▶ **Aim**: Copy out each line of the material below with no changes.
** START OF Input data **
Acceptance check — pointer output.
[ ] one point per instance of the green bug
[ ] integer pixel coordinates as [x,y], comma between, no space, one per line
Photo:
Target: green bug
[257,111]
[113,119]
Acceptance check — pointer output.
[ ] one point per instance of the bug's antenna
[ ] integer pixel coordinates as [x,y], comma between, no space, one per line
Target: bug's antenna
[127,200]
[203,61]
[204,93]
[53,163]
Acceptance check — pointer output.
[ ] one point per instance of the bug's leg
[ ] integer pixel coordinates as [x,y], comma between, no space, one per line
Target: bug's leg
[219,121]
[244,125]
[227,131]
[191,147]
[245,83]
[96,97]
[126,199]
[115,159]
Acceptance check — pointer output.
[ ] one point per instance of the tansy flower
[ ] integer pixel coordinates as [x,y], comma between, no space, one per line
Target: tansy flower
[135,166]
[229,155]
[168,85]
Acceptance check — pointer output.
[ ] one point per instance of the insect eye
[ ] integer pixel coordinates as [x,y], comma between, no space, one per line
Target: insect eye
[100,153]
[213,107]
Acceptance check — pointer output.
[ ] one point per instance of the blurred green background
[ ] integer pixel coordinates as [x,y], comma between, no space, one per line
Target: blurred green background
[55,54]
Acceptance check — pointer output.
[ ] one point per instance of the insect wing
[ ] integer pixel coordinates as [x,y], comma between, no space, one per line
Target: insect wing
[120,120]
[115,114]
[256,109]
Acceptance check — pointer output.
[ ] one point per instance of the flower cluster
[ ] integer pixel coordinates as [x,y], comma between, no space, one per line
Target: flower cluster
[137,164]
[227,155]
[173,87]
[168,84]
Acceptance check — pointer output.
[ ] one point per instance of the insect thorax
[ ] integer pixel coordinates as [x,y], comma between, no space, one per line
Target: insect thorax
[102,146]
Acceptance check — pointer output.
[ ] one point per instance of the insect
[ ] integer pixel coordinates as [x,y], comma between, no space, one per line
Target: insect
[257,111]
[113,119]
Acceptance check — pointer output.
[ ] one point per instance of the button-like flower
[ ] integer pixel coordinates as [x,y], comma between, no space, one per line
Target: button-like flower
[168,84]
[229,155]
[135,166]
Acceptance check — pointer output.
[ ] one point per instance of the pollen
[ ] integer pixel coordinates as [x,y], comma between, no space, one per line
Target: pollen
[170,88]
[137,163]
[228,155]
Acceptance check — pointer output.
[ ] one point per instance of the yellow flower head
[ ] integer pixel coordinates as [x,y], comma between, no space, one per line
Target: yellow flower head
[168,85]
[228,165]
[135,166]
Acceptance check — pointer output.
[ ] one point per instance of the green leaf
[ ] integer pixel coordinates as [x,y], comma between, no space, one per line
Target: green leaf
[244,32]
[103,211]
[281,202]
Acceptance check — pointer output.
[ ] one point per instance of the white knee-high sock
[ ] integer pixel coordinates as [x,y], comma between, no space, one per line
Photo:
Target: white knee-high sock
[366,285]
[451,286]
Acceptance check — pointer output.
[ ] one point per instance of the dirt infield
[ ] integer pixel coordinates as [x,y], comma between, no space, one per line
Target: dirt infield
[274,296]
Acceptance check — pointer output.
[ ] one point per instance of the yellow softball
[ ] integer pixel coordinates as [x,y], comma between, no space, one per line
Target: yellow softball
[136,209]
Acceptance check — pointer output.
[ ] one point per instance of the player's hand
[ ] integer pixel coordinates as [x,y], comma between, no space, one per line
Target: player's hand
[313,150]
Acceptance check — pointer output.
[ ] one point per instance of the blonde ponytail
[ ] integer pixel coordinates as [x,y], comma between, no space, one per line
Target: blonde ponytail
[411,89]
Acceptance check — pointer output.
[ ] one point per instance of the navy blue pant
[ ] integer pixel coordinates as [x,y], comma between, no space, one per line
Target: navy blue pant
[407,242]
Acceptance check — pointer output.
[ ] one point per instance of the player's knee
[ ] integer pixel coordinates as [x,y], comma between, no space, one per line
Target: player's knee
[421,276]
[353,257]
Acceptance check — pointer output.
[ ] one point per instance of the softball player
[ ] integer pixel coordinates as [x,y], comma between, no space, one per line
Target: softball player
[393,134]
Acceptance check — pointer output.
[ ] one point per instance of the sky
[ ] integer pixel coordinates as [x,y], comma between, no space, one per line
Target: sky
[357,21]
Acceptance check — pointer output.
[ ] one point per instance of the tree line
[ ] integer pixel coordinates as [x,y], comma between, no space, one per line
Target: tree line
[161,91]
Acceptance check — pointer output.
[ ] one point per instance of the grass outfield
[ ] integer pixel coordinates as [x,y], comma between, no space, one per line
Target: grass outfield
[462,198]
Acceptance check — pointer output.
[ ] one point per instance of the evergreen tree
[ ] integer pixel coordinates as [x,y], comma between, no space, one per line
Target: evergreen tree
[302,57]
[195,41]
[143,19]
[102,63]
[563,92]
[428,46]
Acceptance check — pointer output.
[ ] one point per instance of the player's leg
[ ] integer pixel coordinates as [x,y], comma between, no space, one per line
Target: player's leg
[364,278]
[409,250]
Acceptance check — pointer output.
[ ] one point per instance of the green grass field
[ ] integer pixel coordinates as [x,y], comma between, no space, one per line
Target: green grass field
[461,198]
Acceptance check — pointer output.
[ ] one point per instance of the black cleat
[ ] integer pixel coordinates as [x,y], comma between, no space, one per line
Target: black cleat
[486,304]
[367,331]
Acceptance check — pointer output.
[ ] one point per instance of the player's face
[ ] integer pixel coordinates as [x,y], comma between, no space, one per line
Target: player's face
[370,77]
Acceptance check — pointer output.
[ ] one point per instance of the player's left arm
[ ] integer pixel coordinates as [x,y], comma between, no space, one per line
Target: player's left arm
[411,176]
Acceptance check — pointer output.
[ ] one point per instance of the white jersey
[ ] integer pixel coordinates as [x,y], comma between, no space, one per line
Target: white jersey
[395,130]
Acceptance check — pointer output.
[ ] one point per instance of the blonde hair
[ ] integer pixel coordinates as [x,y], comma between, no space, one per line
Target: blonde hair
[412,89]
** END OF Input data **
▶ **Answer for this exercise**:
Acceptance check — pointer output.
[ ] one point per instance of the green bug
[ ] integer pixel coordinates as [x,y], comma between, no space, one per line
Photo:
Target: green bug
[257,111]
[113,119]
Acceptance check — pointer output.
[ ] one point per instance of the bug's antenna
[ ] integer pixel coordinates as [x,y], comma between, no space, one per line
Target: bug's antenna
[127,200]
[203,61]
[204,93]
[53,163]
Acceptance check — pointer output.
[ ] one point per instance of the bug's leg
[ ] integer pixel coordinates as [x,y], comma between, no space, one per line
Target: bug's leg
[219,121]
[244,125]
[227,131]
[191,147]
[245,83]
[96,97]
[126,199]
[115,159]
Acceptance check — pointer output.
[ ] one point per instance of the tansy flower
[ ] integer pixel coordinates as [x,y], comma between, no space, one per line
Target: tansy flower
[135,166]
[229,155]
[168,85]
Acceptance check — pointer output.
[ ] one point per instance of the insect eye
[ ] integer pixel coordinates as [x,y], comma between, no space, one per line
Target: insect eye
[100,153]
[213,107]
Acceptance check — pointer output.
[ ] one point per instance of the blurred green background
[ ] integer pixel coordinates as [x,y], comma between, no space, one per line
Target: blurred green background
[55,54]
Acceptance check — pointer output.
[ ] one point per instance of the insect wing
[ ] integer pixel coordinates as [x,y], comma between, no space, one per line
Target: insect wing
[120,120]
[115,114]
[256,109]
Acceptance check — pointer output.
[ ] one point per instance of the flower cluster
[ ] integer pixel coordinates as [x,y], comma between, no space, one per line
Target: flower cluster
[137,164]
[227,155]
[173,87]
[168,84]
Acceptance check — pointer output.
[ ] one point per instance of the insect thorax
[ ] integer pixel coordinates as [x,y], comma between, no space, one per line
Target: insect thorax
[102,146]
Acceptance check — pointer output.
[ ] one point per instance of the insect
[ ] integer pixel coordinates as [x,y], comma between, no space, one per line
Target: insect
[257,111]
[113,119]
Acceptance check — pointer output.
[ ] one point per instance of the button-like flower
[ ] integer pixel coordinates as [x,y], comma between, no space, one per line
Target: button-like flower
[168,84]
[229,155]
[135,166]
Acceptance check — pointer output.
[ ] one point per instance of the pollen
[ ] integer pixel coordinates as [x,y], comma between, no space, one per line
Target: pollen
[170,88]
[137,163]
[228,155]
Acceptance check — pointer output.
[ ] one point per instance of the yellow flower head
[ ] integer pixel coordinates as [x,y], comma between, no space, one per line
Target: yellow flower head
[168,85]
[228,165]
[135,166]
Acceptance check — pointer output.
[ ] one point per instance of the green leaf
[ ] integer pixel coordinates as [x,y], comma between, no space, one per line
Target: green leaf
[244,32]
[103,211]
[281,202]
Acceptance check — pointer output.
[ ] one point per instance of the white knee-high sock
[ ] integer pixel coordinates as [x,y], comma between, no space, one per line
Photo:
Target: white knee-high sock
[366,285]
[451,286]
Acceptance check — pointer output.
[ ] one point per instance of the dirt infield
[ ] integer pixel coordinates as [x,y], comma between, no space, one per line
Target: dirt infield
[274,296]
Acceptance check — pointer output.
[ ] one point per instance of the yellow softball
[ ] integer pixel coordinates as [x,y], comma between, no space, one per line
Target: yellow softball
[136,209]
Acceptance check — pointer output.
[ ] one point per instance of the player's hand
[ ] integer pixel coordinates as [x,y], comma between, no space, one per line
Target: player's hand
[313,150]
Acceptance check — pointer output.
[ ] one point per instance of the blonde ponytail
[ ] integer pixel coordinates as [x,y], comma between, no space, one per line
Target: blonde ponytail
[411,89]
Acceptance check — pointer output.
[ ] one point per instance of the navy blue pant
[ ] integer pixel coordinates as [x,y], comma between, no space, one per line
Target: navy blue pant
[407,242]
Acceptance check — pointer output.
[ ] one point per instance of the player's knee
[ ] integer pixel coordinates as [x,y], comma between, no space, one per line
Target: player's knee
[421,276]
[353,257]
Acceptance check — pointer output.
[ ] one point per instance of the softball player
[ ] integer pixel coordinates as [x,y], comma between, no space, one per line
Target: softball player
[393,134]
Acceptance check — pointer output.
[ ] one point per instance of the sky
[ ] integer pixel coordinates as [x,y], comma between, no space, one per line
Target: sky
[357,21]
Acceptance check — pointer output.
[ ] one point per instance of the tree line
[ ] integer pixel coordinates as [x,y], comma between, no space, one per line
Target: tree line
[161,91]
Acceptance check — pointer output.
[ ] one point per instance of the grass outfield
[ ] integer pixel coordinates as [x,y], comma between, no space, one per line
Target: grass outfield
[462,198]
Acceptance check — pointer output.
[ ] one point per instance of the evergreen tree
[ ] integer pixel coordinates as [x,y], comma between, no space, one per line
Target: evergreen tree
[302,57]
[195,41]
[143,19]
[102,63]
[563,92]
[428,46]
Acceptance check — pointer output.
[ ] one point per instance of the player's leg
[ ] integer pixel coordinates as [x,y], comma between, no space, one per line
Target: player's leg
[364,278]
[409,250]
Acceptance check — pointer output.
[ ] one point per instance of the green grass field
[ ] integer pixel coordinates as [x,y], comma between, no space, one per line
Target: green grass field
[461,198]
Acceptance check — pointer output.
[ ] one point per instance of the black cleat
[ ] integer pixel coordinates as [x,y], comma between, no space, one per line
Target: black cleat
[486,304]
[367,331]
Acceptance check — pointer output.
[ ] one point per instance of the player's face
[ ] integer pixel coordinates as [x,y], comma between, no space, one per line
Target: player's face
[370,77]
Acceptance check — pointer output.
[ ] one point per instance of the player's left arm
[ ] integer pixel coordinates as [x,y], comma between, no space, one per line
Target: player's left arm
[411,176]
Acceptance check — pointer output.
[ ] one point per instance of the white jersey
[ ] integer pixel coordinates as [x,y], comma between, no space, one per line
Target: white jersey
[395,130]
Acceptance check — pointer output.
[ ] one point per instance of the blonde hair
[ ] integer pixel coordinates as [x,y], comma between, no space, one per line
Target: blonde hair
[412,89]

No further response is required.